GIVEN TASK
Express every line of the records below as a numbered list, omitting any blank lines. Leave the pictures out of the list.

PROVIDED INFORMATION
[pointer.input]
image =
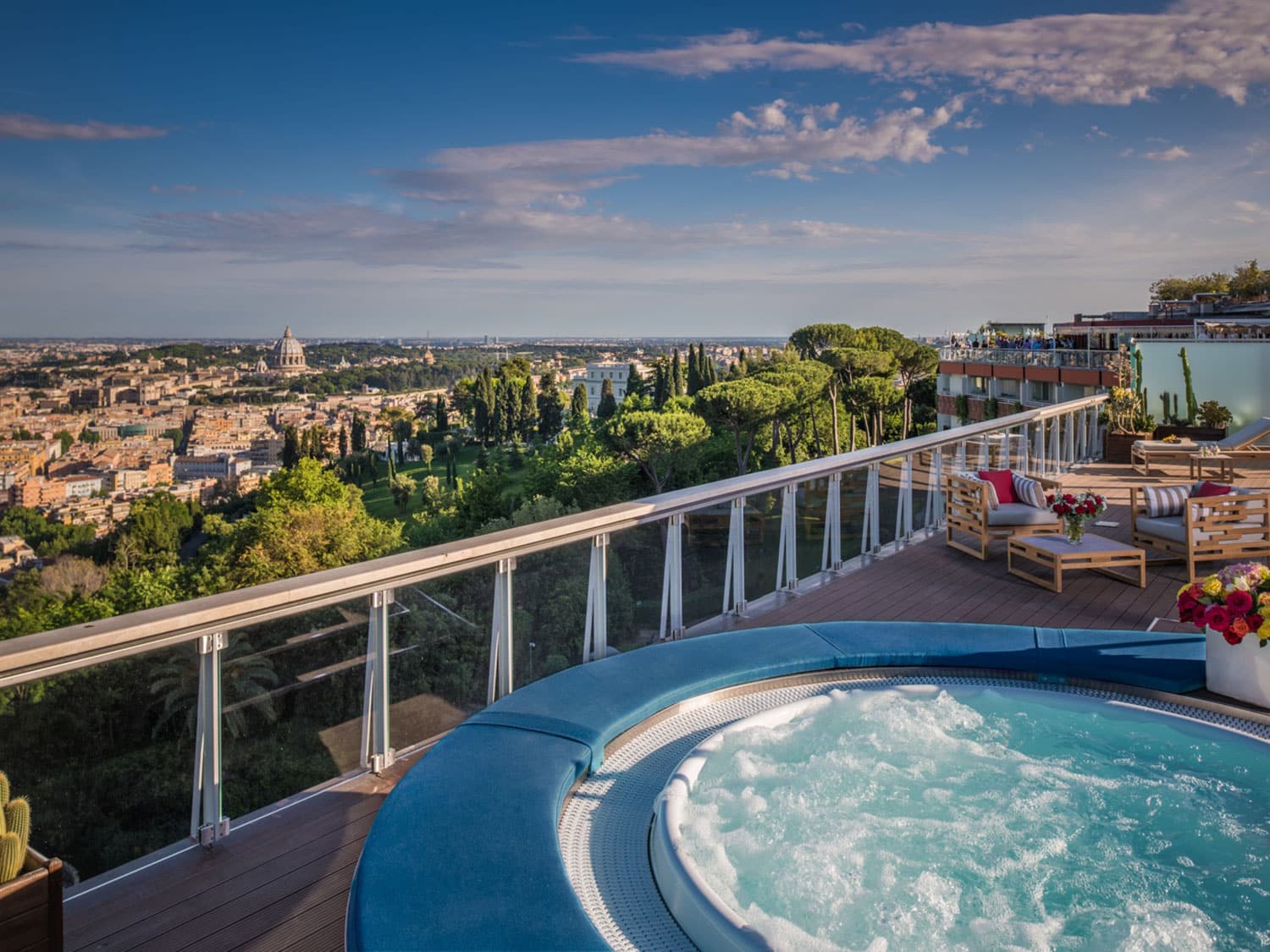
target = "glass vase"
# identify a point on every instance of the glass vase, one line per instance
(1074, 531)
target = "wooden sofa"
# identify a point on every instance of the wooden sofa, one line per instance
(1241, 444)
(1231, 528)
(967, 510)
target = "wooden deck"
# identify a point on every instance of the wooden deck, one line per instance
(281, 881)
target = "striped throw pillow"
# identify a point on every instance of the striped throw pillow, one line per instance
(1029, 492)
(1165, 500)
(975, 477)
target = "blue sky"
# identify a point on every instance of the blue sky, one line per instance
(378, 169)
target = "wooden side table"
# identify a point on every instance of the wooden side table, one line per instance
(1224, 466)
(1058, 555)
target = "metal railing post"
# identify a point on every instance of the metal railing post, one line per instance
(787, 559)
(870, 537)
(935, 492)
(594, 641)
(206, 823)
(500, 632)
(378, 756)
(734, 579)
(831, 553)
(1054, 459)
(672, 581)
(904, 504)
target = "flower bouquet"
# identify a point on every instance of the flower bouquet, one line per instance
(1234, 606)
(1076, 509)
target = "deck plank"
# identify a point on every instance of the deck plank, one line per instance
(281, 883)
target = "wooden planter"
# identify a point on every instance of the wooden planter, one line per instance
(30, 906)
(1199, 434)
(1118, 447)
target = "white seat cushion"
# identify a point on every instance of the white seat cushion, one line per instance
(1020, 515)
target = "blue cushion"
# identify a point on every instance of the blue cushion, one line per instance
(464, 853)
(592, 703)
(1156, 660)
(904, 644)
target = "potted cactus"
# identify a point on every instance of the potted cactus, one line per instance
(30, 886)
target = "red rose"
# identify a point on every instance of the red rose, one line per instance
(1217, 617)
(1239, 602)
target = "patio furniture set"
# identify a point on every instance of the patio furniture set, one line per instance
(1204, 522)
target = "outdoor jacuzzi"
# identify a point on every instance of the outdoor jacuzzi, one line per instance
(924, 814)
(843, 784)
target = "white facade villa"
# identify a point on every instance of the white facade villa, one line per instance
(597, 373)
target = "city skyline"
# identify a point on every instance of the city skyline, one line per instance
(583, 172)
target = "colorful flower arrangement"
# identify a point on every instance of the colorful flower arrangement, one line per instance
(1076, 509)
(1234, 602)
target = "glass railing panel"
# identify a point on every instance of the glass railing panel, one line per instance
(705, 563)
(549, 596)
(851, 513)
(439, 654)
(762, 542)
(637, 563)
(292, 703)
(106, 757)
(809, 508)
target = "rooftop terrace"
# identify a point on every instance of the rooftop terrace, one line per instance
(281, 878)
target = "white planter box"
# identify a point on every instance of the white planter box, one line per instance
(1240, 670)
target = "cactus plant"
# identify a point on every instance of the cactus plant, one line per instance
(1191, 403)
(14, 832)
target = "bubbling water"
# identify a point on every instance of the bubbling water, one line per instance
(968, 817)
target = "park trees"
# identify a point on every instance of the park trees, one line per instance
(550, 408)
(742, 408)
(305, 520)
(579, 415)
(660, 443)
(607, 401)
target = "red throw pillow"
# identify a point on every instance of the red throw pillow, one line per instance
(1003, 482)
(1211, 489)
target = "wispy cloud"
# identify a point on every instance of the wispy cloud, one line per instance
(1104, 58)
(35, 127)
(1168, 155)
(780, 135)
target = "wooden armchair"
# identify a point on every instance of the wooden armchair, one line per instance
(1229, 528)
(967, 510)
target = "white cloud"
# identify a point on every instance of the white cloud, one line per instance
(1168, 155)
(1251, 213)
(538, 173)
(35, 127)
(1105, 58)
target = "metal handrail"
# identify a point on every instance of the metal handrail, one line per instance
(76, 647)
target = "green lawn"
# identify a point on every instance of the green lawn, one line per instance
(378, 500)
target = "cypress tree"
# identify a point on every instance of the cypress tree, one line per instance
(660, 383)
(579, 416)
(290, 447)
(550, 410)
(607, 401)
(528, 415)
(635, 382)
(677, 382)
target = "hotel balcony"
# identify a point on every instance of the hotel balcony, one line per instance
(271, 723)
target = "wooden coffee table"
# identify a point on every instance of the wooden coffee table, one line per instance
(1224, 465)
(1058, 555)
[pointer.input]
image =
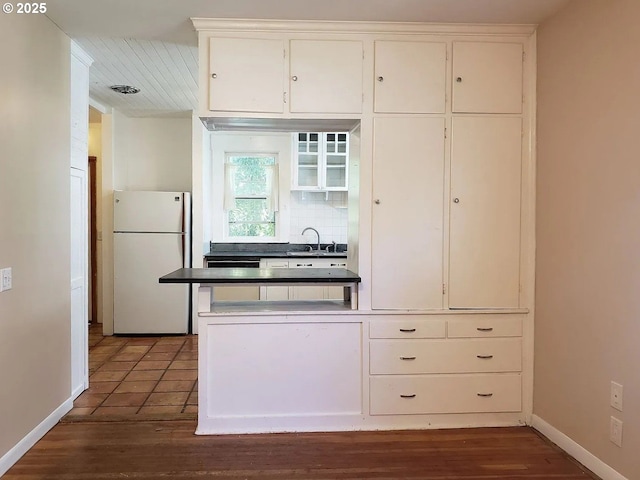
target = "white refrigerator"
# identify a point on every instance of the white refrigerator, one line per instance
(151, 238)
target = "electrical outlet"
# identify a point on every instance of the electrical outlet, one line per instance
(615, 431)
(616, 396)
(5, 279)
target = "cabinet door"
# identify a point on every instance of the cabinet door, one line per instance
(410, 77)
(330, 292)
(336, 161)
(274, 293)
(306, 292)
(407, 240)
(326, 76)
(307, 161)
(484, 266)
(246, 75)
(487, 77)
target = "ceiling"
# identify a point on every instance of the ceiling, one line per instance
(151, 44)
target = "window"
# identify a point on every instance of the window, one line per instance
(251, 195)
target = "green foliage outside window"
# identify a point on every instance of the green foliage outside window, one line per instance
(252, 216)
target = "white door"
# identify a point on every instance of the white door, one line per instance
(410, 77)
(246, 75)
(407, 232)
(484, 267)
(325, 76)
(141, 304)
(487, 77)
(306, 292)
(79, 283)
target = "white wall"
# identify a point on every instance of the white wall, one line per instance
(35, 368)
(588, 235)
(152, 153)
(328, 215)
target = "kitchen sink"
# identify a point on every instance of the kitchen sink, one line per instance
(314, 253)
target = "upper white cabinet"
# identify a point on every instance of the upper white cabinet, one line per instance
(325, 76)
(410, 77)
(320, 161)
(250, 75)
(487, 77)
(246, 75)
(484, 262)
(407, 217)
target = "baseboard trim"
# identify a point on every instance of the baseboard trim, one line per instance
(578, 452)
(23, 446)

RESULT OF THIS TASK
1. [pointer.input]
2. image =
3. target = "glass vase"
4. # identify a point on every instance of the glass vase, one line per instance
5. (1074, 531)
6. target = "wooden sofa"
7. # identify a point on every instance of the wooden sofa, one line per instance
8. (1241, 444)
9. (1231, 528)
10. (967, 510)
11. target = "wooden deck"
12. # identify a point on every instance of the wooden deck, one line per instance
13. (281, 881)
14. target = "striped throw pillow"
15. # identify a point on every instance of the striped throw pillow, one line per instance
16. (1029, 492)
17. (1165, 500)
18. (975, 477)
19. target = "blue sky"
20. # identify a point on every instance of the blue sky, one line per instance
21. (378, 169)
22. target = "wooden side table"
23. # identify a point on every instance of the wooden side table, one line per instance
24. (1224, 466)
25. (1058, 555)
26. target = "metal railing post"
27. # identify a point on every instance of the metal railing post, one line per instance
28. (787, 559)
29. (870, 537)
30. (935, 492)
31. (594, 641)
32. (206, 823)
33. (500, 632)
34. (378, 756)
35. (734, 579)
36. (831, 553)
37. (1054, 459)
38. (672, 581)
39. (904, 504)
40. target = "flower bouquet"
41. # identify a point on every instance of the flower bouquet, one line per instance
42. (1234, 606)
43. (1076, 509)
44. target = "deck plank"
45. # identify a point on every instance of the deck plank, one line per instance
46. (281, 883)
47. target = "wooden planter"
48. # identify a point on every instance of the wooden planter, one line per instance
49. (30, 906)
50. (1199, 434)
51. (1118, 447)
52. target = "white seat cushion"
53. # identify a point on every instance of the white seat cushion, one line per instance
54. (1020, 515)
55. target = "blue cushion"
56. # identify a point on every instance of the blue cushion, one line per instance
57. (464, 853)
58. (592, 703)
59. (1156, 660)
60. (904, 644)
61. target = "potted cactus"
62. # identify a point on every instance of the potted cactus, one line per instance
63. (30, 886)
64. target = "red rose"
65. # identify a point on every instance of the red rose, one line per instance
66. (1217, 617)
67. (1239, 602)
68. target = "patio furniture set"
69. # identify a point on every instance of the patio furniture set, one line per instance
70. (1204, 522)
71. target = "outdoor jacuzzi"
72. # identify a point on every instance of the outdoor jacuzzi, one line per instance
73. (924, 814)
74. (843, 784)
75. target = "white facade villa"
76. # identify a point on every instance of the white facade villa, one line per instance
77. (597, 373)
78. target = "city skyline"
79. # identify a point on every instance of the city skyline, one line per instance
80. (583, 172)
81. target = "colorful flower arrangement"
82. # identify a point on every instance of the colorful flower arrangement, one line per instance
83. (1076, 509)
84. (1234, 602)
85. target = "glass railing panel"
86. # identify a point on every instance of the glass railing panel, one line per instance
87. (705, 563)
88. (549, 596)
89. (851, 513)
90. (439, 654)
91. (762, 542)
92. (637, 563)
93. (292, 703)
94. (106, 757)
95. (809, 508)
96. target = "rooftop terrace"
97. # identify a point on every instance of the rooftop terrace, one line per instance
98. (281, 878)
99. target = "white planter box"
100. # identify a point on every instance of the white planter box, one line per instance
101. (1240, 670)
102. target = "cactus plant"
103. # identify a point on every instance of the cactus plant, one line per instance
104. (1191, 403)
105. (14, 832)
106. target = "bubbling water"
107. # identify a point on every instance of the bubbling water, one line per instance
108. (968, 817)
109. target = "park trees"
110. # identify a point on every instance of the park trees, one line per instance
111. (550, 408)
112. (742, 408)
113. (305, 520)
114. (579, 415)
115. (660, 443)
116. (607, 401)
117. target = "red throw pillow"
118. # identify a point on every instance of the red throw pillow, one line per instance
119. (1003, 482)
120. (1211, 489)
121. target = "wispy cloud"
122. # identify a point on every instance of the wispy cloud, one line per instance
123. (1104, 58)
124. (35, 127)
125. (1168, 155)
126. (780, 135)
127. target = "wooden armchair"
128. # identify a point on every instance of the wooden armchair, one line per instance
129. (1229, 528)
130. (967, 510)
131. target = "white cloud"
132. # identify a point on every instance of the white cloud, one line per instance
133. (1168, 155)
134. (1251, 213)
135. (538, 173)
136. (35, 127)
137. (1105, 58)
138. target = "metal handrail"
139. # identify a point on every instance of the metal handrail, one line per instance
140. (76, 647)
141. target = "green lawn"
142. # identify a point on every instance of the green lawn, one line per instance
143. (378, 500)
144. target = "cypress tree"
145. # identify a point on every instance of the cypress tree, one line per instance
146. (660, 383)
147. (579, 416)
148. (290, 447)
149. (550, 410)
150. (607, 401)
151. (528, 415)
152. (635, 382)
153. (677, 382)
154. target = "hotel balcony"
155. # identify a point on every instance of the hotel balcony, one line per instance
156. (271, 723)
157. target = "wooden coffee table"
158. # identify a point on every instance of the wooden coffee table, one line per instance
159. (1224, 465)
160. (1058, 555)
161. [pointer.input]
162. image =
163. target = "white refrigerator"
164. # identify a point on every instance of the white refrigerator, one line per instance
165. (151, 238)
166. target = "electrical outlet"
167. # identify a point on every instance of the electrical outlet, one line per instance
168. (615, 431)
169. (616, 396)
170. (5, 279)
171. target = "cabinet door"
172. # identify a point on every instance of the cabinet door, one line per instance
173. (410, 77)
174. (330, 292)
175. (336, 161)
176. (274, 293)
177. (306, 292)
178. (407, 240)
179. (326, 76)
180. (307, 161)
181. (484, 266)
182. (246, 75)
183. (487, 77)
184. target = "ceiling"
185. # identify a point on every instance of the ceiling, one line per instance
186. (151, 44)
187. target = "window"
188. # identify a point on every instance of the window, one line per instance
189. (251, 195)
190. target = "green foliage outside window"
191. # identify a point on every instance of the green foliage outside window, one line per instance
192. (252, 216)
193. target = "white door"
194. # identify a point on every instance of the white door, one line per instance
195. (410, 77)
196. (246, 75)
197. (407, 232)
198. (484, 267)
199. (325, 76)
200. (141, 304)
201. (487, 77)
202. (306, 292)
203. (79, 283)
204. target = "white wall"
205. # identify a point on every instance of the white wall, one line per instance
206. (35, 368)
207. (588, 235)
208. (152, 153)
209. (328, 215)
210. target = "kitchen sink"
211. # identify a point on every instance of the kitchen sink, one line per instance
212. (314, 253)
213. target = "upper white cabinet"
214. # identify a point on every instance of the upper white cabinet, one line per instance
215. (325, 76)
216. (410, 77)
217. (320, 161)
218. (250, 75)
219. (487, 77)
220. (246, 75)
221. (484, 262)
222. (407, 217)
223. target = "baseboard trim"
224. # identify a point on every instance of the baseboard trim, one line per instance
225. (578, 452)
226. (23, 446)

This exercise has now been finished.